From the material below, extract word for word every line from the one containing "Can you find the wrinkled" through the end of the material, including both ends.
--- Start The records ---
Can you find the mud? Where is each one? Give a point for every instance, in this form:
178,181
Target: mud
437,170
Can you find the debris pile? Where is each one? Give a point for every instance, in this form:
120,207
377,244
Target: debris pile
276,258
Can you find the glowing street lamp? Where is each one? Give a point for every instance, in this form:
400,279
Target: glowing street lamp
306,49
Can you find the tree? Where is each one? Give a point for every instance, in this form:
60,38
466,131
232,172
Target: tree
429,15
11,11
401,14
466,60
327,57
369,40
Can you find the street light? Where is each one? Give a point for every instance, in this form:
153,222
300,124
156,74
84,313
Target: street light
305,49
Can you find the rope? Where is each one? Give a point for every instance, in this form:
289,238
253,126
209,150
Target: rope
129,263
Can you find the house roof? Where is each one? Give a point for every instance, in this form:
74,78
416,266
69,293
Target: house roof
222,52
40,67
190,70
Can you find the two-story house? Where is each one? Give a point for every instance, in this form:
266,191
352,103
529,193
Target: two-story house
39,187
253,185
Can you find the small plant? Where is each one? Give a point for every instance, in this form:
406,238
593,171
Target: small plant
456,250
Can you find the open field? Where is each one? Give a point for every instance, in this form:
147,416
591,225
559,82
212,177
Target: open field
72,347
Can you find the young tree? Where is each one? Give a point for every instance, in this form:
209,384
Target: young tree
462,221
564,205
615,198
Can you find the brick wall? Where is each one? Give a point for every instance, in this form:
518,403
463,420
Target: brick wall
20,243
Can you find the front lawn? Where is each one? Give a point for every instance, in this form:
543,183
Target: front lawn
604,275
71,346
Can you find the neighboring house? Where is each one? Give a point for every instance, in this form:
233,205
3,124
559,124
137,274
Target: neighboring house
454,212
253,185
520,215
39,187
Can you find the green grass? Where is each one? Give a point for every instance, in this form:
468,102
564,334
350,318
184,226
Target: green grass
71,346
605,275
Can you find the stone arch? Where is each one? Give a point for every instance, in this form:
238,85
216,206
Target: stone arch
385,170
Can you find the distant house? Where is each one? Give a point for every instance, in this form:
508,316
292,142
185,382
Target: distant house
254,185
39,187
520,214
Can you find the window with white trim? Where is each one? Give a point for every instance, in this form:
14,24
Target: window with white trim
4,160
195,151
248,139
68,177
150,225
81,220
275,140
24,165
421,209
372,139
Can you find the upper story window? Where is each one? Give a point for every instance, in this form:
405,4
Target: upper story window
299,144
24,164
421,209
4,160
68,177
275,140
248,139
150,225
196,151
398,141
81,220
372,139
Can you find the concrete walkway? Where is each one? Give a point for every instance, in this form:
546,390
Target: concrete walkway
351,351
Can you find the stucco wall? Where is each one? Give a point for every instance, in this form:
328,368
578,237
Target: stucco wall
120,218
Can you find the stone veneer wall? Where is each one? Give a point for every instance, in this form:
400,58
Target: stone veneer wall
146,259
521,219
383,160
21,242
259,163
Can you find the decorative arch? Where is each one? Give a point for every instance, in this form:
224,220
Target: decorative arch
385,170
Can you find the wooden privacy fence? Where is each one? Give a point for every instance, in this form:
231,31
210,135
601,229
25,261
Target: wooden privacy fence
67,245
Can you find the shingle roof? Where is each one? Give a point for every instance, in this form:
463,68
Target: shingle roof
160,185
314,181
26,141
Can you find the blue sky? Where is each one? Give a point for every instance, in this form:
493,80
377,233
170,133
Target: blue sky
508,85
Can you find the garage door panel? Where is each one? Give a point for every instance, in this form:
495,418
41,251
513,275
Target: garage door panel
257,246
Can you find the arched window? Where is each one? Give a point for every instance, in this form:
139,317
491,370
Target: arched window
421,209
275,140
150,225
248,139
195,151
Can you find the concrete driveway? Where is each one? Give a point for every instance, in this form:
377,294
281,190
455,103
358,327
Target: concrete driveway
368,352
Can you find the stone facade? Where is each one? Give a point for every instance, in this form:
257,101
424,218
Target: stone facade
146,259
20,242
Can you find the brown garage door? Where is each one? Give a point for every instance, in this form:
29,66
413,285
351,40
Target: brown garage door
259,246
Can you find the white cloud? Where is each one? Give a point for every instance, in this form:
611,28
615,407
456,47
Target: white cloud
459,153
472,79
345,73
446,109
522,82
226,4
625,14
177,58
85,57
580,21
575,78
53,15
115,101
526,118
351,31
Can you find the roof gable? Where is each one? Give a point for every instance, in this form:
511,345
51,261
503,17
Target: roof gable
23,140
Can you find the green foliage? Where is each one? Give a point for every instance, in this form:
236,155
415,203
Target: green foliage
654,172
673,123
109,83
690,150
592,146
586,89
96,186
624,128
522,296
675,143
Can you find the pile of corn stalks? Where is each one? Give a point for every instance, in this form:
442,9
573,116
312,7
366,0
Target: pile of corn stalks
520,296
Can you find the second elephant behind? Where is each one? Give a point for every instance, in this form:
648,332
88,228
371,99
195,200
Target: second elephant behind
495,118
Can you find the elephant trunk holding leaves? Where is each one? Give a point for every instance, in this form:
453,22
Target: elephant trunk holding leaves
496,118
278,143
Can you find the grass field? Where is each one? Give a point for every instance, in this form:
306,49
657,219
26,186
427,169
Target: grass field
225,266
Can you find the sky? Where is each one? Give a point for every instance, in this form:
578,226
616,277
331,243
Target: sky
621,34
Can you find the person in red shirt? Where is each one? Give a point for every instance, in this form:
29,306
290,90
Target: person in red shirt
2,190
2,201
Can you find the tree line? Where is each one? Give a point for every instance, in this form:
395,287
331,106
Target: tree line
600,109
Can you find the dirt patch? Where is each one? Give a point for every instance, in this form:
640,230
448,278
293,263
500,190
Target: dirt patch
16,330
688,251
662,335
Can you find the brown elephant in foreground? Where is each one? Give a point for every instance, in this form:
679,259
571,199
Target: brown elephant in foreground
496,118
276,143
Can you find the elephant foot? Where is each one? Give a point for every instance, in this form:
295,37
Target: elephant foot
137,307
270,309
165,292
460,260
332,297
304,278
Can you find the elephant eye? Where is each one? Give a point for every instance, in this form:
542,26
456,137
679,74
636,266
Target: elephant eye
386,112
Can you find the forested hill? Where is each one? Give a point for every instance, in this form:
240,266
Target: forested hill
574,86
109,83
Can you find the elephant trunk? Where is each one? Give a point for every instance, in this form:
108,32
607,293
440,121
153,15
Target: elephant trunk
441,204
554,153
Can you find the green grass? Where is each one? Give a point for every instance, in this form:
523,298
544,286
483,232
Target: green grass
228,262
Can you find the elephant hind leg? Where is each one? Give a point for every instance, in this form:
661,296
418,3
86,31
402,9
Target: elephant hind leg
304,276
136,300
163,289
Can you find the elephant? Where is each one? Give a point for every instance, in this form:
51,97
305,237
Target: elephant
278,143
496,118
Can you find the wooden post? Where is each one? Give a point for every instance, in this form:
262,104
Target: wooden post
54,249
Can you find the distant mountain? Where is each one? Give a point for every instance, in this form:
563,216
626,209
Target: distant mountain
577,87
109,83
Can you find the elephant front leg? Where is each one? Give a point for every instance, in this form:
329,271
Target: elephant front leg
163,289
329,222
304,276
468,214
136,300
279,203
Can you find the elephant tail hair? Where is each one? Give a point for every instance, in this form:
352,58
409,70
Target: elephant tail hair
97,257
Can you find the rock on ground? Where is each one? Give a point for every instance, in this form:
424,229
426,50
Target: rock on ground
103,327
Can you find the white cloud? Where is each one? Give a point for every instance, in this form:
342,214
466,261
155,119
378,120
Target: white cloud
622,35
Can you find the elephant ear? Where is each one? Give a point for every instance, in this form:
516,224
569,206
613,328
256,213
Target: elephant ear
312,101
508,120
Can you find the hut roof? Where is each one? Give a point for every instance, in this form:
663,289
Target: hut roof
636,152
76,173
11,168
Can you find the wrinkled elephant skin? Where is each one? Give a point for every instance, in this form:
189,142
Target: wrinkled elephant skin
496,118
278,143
--- End The records ---
• **Task answer**:
Can you find the wrinkled elephant skin? Where is each one? Give a point for every instance, in this form:
189,142
Target: wrinkled elephant skin
496,118
278,143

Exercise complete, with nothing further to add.